▸ Document section
# Just saw one - didn't like the look of it.



## DavidUKTTS (Jul 8, 2014)

I was reading Jeremy Clarkson's "old newspaper column" book the other day, where, in 2012, he was reviewing a 90's 5 Series touring and saying we should all hold onto our present cars, if as good as that one, rather than "having" to have the newest thing...

Spotted a grey Mk3 parked rear on in a car park this morning, so I had a front view. At first I said to myself "No, it can't be!?" and then, realising it was a Mk3, "David, NEVER think about buying one of those!"

When I test drove one a few months ago I reported I'd not really noticed any great differences in overall shape from the Mk2. But boy is it ugly from the front!

Opinions differ of course. You may love it. But in the same way BMW now seems to have got the 3 series look just right compared to the abysmal previous model's looks, Audi has lost it with this one I'm afraid to say.


----------



## MrsTT (Nov 8, 2014)

I personally disagree and think the MK III looks much more modern and I much prefer its sharper lines in comparison to the out going MK II's softer rounded lines (bulbous even - not ugly BTW).

▸ Set task a
Tally the lines of the records that contain the string "sample", and give only that number.
The forum thread has no connection to the records.

▸ Data entries
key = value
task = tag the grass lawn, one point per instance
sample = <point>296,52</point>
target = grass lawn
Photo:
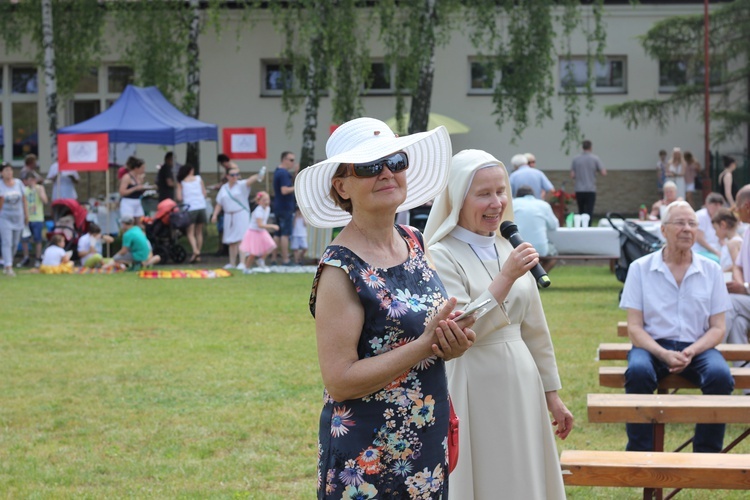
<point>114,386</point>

---

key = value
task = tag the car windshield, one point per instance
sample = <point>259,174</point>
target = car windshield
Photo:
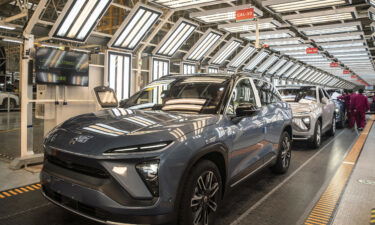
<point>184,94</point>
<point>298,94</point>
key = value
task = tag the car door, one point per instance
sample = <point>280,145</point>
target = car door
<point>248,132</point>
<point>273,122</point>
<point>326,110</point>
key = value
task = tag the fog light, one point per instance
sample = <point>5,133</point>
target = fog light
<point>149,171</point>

==

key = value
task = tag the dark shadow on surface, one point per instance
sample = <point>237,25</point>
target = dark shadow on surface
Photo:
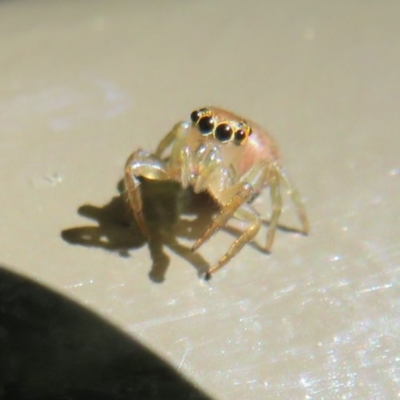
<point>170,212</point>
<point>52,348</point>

▸ Set task b
Rewrite the part of the forum thread between "Opinions differ of" and "afraid to say.", inclusive, replacing "BMW" with "Mercedes".

▸ Solution a
5

▸ Solution b
Opinions differ of course. You may love it. But in the same way Mercedes now seems to have got the 3 series look just right compared to the abysmal previous model's looks, Audi has lost it with this one I'm afraid to say.